===== Passage
Mapping the World’s Most Famous End-of-Life Case

hile Goodman was shaping UM’s Ethics Programs to academic acclaim, the fate of Terri Schiavo was becoming increasingly public and complex. Goodman watched the developments of the case closely. “There was something different about this case,” Goodman says. His involvement with the Schiavo case began when he gave an assignment to a student to create a timeline, beginning with Schiavo’s birth, “and it hasn’t ended yet. It didn’t end with her death in March 2005, it didn’t end with her burial, and hasn’t ended after the governor tried to get a prosecutor to look at it,” Goodman says. The timeline, designed to be a resource for students and scholars, eventually became the standard resource for people looking at the Schiavo case, including different media. (The timeline and other Schiavo case resources are available on the Ethics Programs Web site: http://www.miami.edu/ethics.)

Goodman became one of the most frequently sought-out experts on the Schiavo case. At the height of the media frenzy, he was interviewed five or six times a day, talking to everyone from Australian radio to The New York Times. “When people thought of Florida, they thought of the University of Miami, but we also drew interest once they saw the timeline,” he says. “The timeline was seen as a reliable, objective research resource.”

The objectivity was key. “I think it’s clear what my opinion is—but I also think we’ve done a good job of keeping my opinion out of it,” Goodman says.

Which was invaluable to Jay Wolfson, the University of South Florida public health professor who had been appointed by Florida Governor Jeb Bush to be Schiavo’s guardian ad litem. Wolfson was required to represent Schiavo’s best interest in court, but he had no authority to make decisions for her.

He also had no knowledge of her case.

Goodman offered to help the beleaguered Wolfson, who had to digest the facts of the case, separate out the emotion, and try to determine the best course of action for Schiavo. “Ken was literally available 24/7 by phone and e-mail. He was a sounding board, a source of background material on the case and the issues,” Wolfson says. “He provided both substantive, technical/professional guidance, responses and advice, and personal support. He is, in the purest sense of the word, a skilled social scientist.”

After an emotionally wrenching month, on December 1, 2003, Wolfson concluded that Schiavo was in a “persistent vegetative state and unlikely to recover” —meaning her body functioned, but there was no cognition, self-awareness, or awareness of her surroundings.

But Schiavo’s percutaneous endoscopic gastrostomy tube, which provided nutrition and hydration, was not permanently removed until March 2005 (it had been removed and reinserted twice before then). Roughly two weeks later, Schiavo died.
==========
===== Supplied records
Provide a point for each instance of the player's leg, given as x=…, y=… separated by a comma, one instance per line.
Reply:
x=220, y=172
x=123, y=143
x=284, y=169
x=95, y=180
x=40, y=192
==========
_Task list_
1) Answer these about the passage on the Schiavo case:
(a) How many times a day was Goodman interviewed at the height of the media frenzy?
(b) Who appointed Jay Wolfson to be Schiavo's guardian ad litem?
(c) On what date did Wolfson conclude that Schiavo was in a persistent vegetative state?
2) From the passage on the Schiavo case, return the section that begins at the words "After an emotionally" and stops after "later, Schiavo died.", copied exactly.

_Solutions_
1)
(a) Five or six times a day.
(b) Florida Governor Jeb Bush.
(c) December 1, 2003.

2)
After an emotionally wrenching month, on December 1, 2003, Wolfson concluded that Schiavo was in a “persistent vegetative state and unlikely to recover” —meaning her body functioned, but there was no cognition, self-awareness, or awareness of her surroundings.

But Schiavo’s percutaneous endoscopic gastrostomy tube, which provided nutrition and hydration, was not permanently removed until March 2005 (it had been removed and reinserted twice before then). Roughly two weeks later, Schiavo died.